▸ **Problem to work on**:
Locate every line in the entries below that contains the word "amber" and copy each of those lines.

Start of Exercise input

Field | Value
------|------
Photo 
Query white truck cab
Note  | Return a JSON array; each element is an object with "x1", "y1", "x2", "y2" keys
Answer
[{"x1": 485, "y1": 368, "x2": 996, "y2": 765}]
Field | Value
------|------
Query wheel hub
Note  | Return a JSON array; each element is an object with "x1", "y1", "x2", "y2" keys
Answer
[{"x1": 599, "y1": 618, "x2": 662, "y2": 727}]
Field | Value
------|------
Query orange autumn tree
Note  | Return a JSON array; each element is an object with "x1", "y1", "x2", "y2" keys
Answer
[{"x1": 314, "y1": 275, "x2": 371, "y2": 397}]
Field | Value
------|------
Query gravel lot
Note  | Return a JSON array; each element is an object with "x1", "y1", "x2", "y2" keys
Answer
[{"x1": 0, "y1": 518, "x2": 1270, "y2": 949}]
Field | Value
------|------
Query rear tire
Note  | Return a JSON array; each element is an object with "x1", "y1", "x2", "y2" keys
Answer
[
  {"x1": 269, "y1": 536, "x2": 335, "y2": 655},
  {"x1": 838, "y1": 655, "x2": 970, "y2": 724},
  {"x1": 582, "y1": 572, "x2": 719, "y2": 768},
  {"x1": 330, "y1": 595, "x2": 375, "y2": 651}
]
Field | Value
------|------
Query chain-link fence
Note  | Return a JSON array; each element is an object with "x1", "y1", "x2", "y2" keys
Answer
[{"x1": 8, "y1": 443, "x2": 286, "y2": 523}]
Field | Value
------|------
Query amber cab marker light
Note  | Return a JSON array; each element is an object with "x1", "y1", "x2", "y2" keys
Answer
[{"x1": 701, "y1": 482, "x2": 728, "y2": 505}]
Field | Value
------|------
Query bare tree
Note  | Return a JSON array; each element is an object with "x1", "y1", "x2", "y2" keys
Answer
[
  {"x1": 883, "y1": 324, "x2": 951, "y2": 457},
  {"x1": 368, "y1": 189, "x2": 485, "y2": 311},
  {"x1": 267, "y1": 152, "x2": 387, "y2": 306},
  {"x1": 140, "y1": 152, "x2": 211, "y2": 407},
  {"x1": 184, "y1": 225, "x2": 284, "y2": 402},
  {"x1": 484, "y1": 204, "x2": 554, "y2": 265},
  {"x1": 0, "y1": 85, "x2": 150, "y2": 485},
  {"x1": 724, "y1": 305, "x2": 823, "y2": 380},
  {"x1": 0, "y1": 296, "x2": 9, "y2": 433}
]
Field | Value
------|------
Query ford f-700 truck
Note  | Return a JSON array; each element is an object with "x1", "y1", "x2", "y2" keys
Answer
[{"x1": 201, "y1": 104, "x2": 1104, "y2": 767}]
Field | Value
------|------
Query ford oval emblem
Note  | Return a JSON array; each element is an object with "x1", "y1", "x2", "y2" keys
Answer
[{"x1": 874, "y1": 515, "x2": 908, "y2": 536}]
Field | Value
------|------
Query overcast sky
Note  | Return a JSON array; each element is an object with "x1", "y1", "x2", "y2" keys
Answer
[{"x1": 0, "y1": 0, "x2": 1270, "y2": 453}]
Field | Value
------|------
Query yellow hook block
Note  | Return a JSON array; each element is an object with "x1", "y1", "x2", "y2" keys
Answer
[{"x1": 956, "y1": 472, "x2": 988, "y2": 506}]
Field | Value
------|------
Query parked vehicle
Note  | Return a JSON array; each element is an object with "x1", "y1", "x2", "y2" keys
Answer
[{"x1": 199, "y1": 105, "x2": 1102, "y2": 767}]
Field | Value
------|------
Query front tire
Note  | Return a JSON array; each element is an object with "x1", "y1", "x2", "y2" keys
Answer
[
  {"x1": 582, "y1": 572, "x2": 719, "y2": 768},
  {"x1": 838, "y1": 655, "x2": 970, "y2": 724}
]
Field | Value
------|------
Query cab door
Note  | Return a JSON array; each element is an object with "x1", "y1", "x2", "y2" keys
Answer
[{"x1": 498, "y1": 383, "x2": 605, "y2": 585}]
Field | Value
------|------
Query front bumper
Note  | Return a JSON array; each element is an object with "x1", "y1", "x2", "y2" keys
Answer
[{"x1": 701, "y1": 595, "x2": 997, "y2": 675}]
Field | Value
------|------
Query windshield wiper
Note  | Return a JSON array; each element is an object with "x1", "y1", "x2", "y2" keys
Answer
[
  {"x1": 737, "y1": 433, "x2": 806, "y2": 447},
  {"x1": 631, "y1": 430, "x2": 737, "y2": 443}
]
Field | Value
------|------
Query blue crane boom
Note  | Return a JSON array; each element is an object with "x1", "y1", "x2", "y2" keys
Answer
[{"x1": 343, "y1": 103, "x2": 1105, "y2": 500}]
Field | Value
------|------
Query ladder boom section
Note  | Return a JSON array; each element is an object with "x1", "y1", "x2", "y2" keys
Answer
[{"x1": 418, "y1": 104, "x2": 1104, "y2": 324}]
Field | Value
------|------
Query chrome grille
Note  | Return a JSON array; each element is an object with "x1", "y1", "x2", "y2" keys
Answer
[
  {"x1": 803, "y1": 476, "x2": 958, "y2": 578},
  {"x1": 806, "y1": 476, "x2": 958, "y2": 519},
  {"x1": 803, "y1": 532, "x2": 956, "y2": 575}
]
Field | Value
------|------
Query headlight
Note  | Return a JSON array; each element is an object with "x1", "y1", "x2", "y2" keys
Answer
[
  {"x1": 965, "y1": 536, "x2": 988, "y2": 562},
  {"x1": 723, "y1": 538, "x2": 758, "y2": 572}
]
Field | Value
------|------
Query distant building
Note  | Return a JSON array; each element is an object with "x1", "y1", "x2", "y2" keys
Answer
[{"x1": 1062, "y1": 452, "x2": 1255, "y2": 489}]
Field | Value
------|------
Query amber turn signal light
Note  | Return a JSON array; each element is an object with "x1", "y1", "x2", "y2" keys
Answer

End of Exercise input

▸ **Solution to this problem**:
Query amber cab marker light
Query amber turn signal light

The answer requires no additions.